To do:
Give back the whole listing verbatim, printing none of its pictures.

Exercise input Block Start

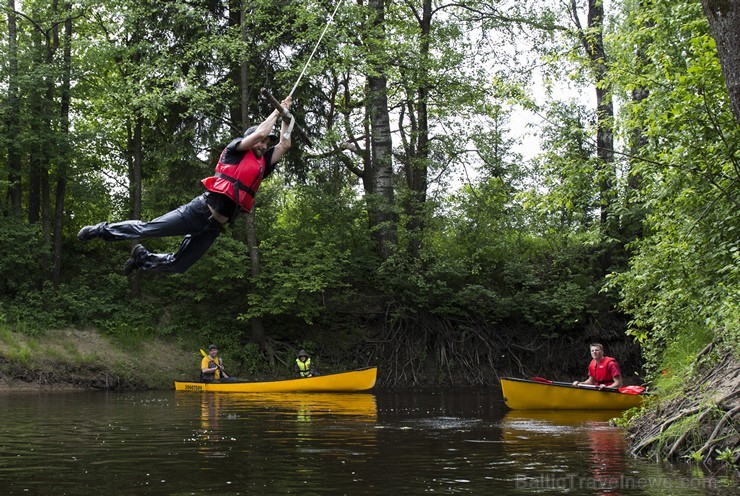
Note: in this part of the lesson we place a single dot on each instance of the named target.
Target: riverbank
(73, 359)
(696, 418)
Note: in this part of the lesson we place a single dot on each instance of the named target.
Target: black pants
(192, 220)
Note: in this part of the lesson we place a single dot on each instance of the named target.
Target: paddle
(202, 352)
(623, 389)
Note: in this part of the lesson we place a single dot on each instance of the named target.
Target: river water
(383, 443)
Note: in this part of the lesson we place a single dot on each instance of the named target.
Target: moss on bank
(87, 359)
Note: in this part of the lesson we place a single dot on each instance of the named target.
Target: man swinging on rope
(242, 166)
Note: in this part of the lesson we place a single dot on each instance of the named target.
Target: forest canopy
(489, 183)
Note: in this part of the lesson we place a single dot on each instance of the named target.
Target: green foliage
(684, 277)
(25, 256)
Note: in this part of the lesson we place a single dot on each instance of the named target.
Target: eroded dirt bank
(700, 420)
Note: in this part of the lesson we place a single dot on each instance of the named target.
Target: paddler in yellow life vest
(303, 365)
(212, 368)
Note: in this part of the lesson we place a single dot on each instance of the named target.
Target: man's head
(261, 147)
(597, 350)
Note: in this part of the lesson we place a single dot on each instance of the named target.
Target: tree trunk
(604, 109)
(418, 159)
(64, 155)
(258, 334)
(13, 117)
(724, 21)
(381, 200)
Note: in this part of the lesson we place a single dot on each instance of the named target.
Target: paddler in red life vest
(242, 166)
(603, 371)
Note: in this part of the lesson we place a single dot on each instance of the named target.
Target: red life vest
(243, 179)
(601, 372)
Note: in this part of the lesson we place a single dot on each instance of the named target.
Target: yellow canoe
(343, 382)
(524, 394)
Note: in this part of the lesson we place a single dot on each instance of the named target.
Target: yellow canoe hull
(523, 394)
(343, 382)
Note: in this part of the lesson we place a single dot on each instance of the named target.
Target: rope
(315, 47)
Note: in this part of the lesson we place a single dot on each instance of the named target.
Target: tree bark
(381, 199)
(724, 21)
(61, 188)
(13, 117)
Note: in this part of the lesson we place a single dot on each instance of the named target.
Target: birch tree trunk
(724, 21)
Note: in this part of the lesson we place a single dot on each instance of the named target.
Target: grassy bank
(87, 359)
(694, 413)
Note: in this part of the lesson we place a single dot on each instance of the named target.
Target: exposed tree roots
(700, 423)
(430, 350)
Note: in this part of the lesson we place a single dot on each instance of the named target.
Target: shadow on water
(403, 442)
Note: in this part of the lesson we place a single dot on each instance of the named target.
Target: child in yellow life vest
(303, 365)
(212, 369)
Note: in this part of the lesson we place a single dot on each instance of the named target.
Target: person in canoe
(242, 166)
(303, 365)
(603, 371)
(212, 367)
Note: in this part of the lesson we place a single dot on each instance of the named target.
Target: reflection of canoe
(570, 418)
(523, 394)
(343, 382)
(360, 405)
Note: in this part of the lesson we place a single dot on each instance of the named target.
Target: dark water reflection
(462, 442)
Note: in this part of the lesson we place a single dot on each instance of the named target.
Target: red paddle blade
(541, 379)
(631, 389)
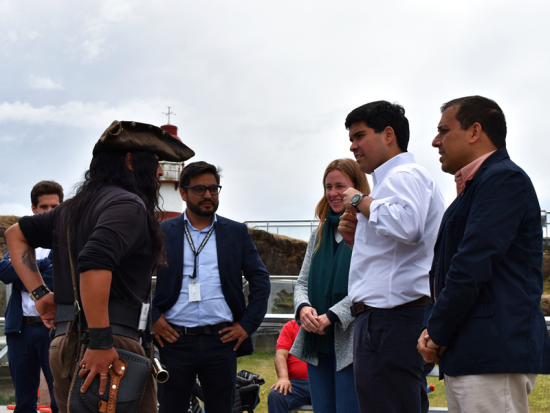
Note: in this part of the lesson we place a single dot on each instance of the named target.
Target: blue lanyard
(192, 245)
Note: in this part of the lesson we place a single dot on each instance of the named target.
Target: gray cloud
(261, 88)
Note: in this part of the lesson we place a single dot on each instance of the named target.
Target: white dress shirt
(29, 309)
(393, 249)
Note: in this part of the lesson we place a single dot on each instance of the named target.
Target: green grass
(262, 363)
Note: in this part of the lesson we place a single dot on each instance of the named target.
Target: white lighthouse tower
(169, 188)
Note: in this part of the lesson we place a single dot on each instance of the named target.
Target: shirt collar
(468, 172)
(380, 173)
(191, 226)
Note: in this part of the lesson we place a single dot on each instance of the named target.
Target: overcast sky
(260, 88)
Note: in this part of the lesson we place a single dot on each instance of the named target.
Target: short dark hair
(381, 114)
(486, 112)
(46, 188)
(198, 168)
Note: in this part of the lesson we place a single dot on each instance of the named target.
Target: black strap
(192, 245)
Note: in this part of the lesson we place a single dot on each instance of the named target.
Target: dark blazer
(237, 256)
(14, 309)
(487, 276)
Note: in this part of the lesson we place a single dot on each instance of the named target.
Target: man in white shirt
(27, 337)
(392, 232)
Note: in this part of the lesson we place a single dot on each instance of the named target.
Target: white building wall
(172, 198)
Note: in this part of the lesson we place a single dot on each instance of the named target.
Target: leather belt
(64, 327)
(32, 319)
(203, 330)
(358, 308)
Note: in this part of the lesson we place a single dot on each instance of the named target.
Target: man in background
(292, 388)
(201, 319)
(26, 335)
(392, 232)
(484, 322)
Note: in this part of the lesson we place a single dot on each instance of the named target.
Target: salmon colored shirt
(468, 172)
(464, 175)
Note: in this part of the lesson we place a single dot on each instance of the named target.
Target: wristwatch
(39, 292)
(355, 199)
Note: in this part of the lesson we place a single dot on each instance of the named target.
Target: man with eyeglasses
(201, 319)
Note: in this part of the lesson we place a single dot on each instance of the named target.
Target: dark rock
(281, 255)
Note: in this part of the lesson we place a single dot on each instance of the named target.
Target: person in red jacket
(292, 387)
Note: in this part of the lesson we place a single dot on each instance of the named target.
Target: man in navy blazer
(27, 337)
(201, 319)
(484, 322)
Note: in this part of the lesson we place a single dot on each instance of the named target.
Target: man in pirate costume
(115, 242)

Exercise input Block End

Solution to this problem:
Note: in this part of the lesson we place a single dot on each instance of the named target.
Target: riverbank
(73, 359)
(696, 418)
Note: in this part of the lesson we place a single dot on each instance of the named target.
Target: black pants
(192, 220)
Note: in this part of the lesson we place a single dot on each instance of the named target.
Target: paddle
(202, 352)
(623, 389)
Note: in this part of the lesson we place a single dot on each instance of the named target.
Target: river water
(383, 443)
Note: in this part of the lesson we place a single dot on each instance of the named target.
Target: moss on bank
(87, 359)
Note: in this part of the lesson we place a single dot on each instance of the named target.
Target: man swinging on rope
(242, 166)
Note: in this part of the lesson we place a single dot on each instance of the named target.
Target: forest canopy
(489, 183)
Note: in this part of the lesson we place a single dot on each instance of the named target.
Target: green foliage
(684, 277)
(25, 256)
Note: in this part of the lesson we place a single dot on each instance of the named target.
Target: eroded dirt bank
(700, 420)
Note: in this part of the lesson we place a single dot on each instance of the named target.
Target: paddler in yellow life vest
(303, 365)
(212, 368)
Note: in this part of the lesson we place a single dot on each instance of the named target.
Target: man's head
(261, 147)
(597, 350)
Note: in this part of the lesson we place a single dot on each instance of the named target.
Target: tree trunk
(604, 109)
(418, 159)
(64, 155)
(258, 334)
(13, 117)
(724, 21)
(381, 200)
Note: in this part of the lesson we place a single dot on each instance of the named target.
Target: paddler in red life vest
(242, 166)
(603, 371)
Note: in this part of the lesson we place a single dot on each instance of the named target.
Target: red life vest
(243, 179)
(601, 372)
Note: in this part of the lesson we place a single dot on each instance of the named target.
Target: yellow canoe
(343, 382)
(524, 394)
Note: in this part of the lesson we place a single dot on each instance of the named target.
Target: yellow canoe hull
(523, 394)
(343, 382)
Note: in this part of the lesson we place a single dot on each instance of the named target.
Target: rope
(315, 47)
Note: in this part of the lesson we place a single dot on each instance of the named target.
Target: tree bark
(381, 199)
(724, 21)
(61, 188)
(13, 117)
Note: in this part of the lesson we place a single dot on each instance of the named target.
Target: birch tree trunk
(724, 21)
Note: in this part of the lesson we place a single dot on each instance of the named target.
Target: grassy bank
(87, 359)
(694, 413)
Note: in this part of the lesson we place a single dot on each instance of the named target.
Target: exposed tree roots
(700, 423)
(430, 350)
Note: in this part of the lesson we place a single dot on each instance of the named target.
Target: shadow on water
(403, 442)
Note: in this part of the lesson we place a single dot on each instance of the named target.
Target: child in yellow life vest
(303, 365)
(212, 369)
Note: in this part of the lesson we place a single dot on each instance of the named target.
Target: person in canoe
(242, 166)
(303, 365)
(603, 371)
(212, 367)
Note: in this part of the lesson we place a single dot on each instance of the named target.
Target: reflection of canoe
(570, 418)
(523, 394)
(343, 382)
(360, 405)
Note: in this part of the lesson we place a single dot on each instance of the named target.
Target: dark water reflection
(462, 442)
Note: in this part of the lesson we place a single dot on each instance of the named target.
Target: red paddle blade
(541, 379)
(631, 389)
Note: in this part of the lesson we place a single dot on each instance of the named target.
Target: blue lanyard
(192, 245)
Note: in this part of the lesson we place a single dot on each instance of the named target.
Target: gray cloud
(261, 88)
Note: in this part of the lesson we place a single dot on each instance of the named target.
Target: white dress shirt
(29, 309)
(393, 249)
Note: in this part of the lesson we place a single dot on each instance of the named target.
Target: green grass
(262, 363)
Note: in this part of the lesson we place a single dot on each instance of the named target.
Target: white lighthouse tower
(169, 188)
Note: in this part of the lesson we place a single dot on each instance of the named target.
Target: shirt collar
(468, 172)
(380, 173)
(191, 226)
Note: in this part of the lesson we place a single dot on each instance of the named target.
Target: overcast sky
(260, 88)
Note: in this part of the lesson we place a single dot on each instance of the named target.
Target: short dark hair
(381, 114)
(486, 112)
(46, 188)
(198, 168)
Note: in this part of the lesson we place a single dot on each instance of the named target.
Target: black strap
(192, 245)
Note: in this part of the lesson we place a single dot on each instance of the named target.
Target: dark blazer
(237, 256)
(14, 309)
(487, 276)
Note: in this part of the lesson we place a single dot on each instance of the named target.
Target: man in white shirt
(27, 337)
(392, 232)
Note: in this part of the lesson we place a single dot on each instance of the named target.
Target: white building wall
(172, 198)
Note: in this part of the lesson we place a single dot on each instance of the named target.
Target: leather belt
(64, 327)
(32, 319)
(203, 330)
(358, 308)
Note: in this part of the lesson we place a single dot on each instance of the named target.
Target: man in background
(292, 388)
(201, 319)
(26, 335)
(392, 232)
(484, 322)
Note: in this part of the lesson we place a single dot on each instance of the named target.
Target: salmon colored shirt
(468, 172)
(464, 175)
Note: in this part of the lesson we place a single dot on each instance of the named target.
Target: wristwatch
(39, 292)
(355, 199)
Note: in this part of the lesson we place a single dot on each instance of the named target.
Target: man with eyeglasses
(201, 319)
Note: in this part of the lesson we place a single dot on each instance of the named target.
Target: dark rock
(281, 255)
Note: in this part of the lesson we place a single dot on each instance of the named target.
Target: person in red jacket
(292, 387)
Note: in this part of the lesson we place a single dot on each instance of the named target.
Target: man in navy blazer
(27, 337)
(201, 319)
(484, 322)
Note: in this part of the lesson we place a single dot on each instance of the named target.
Target: man in pirate costume
(115, 242)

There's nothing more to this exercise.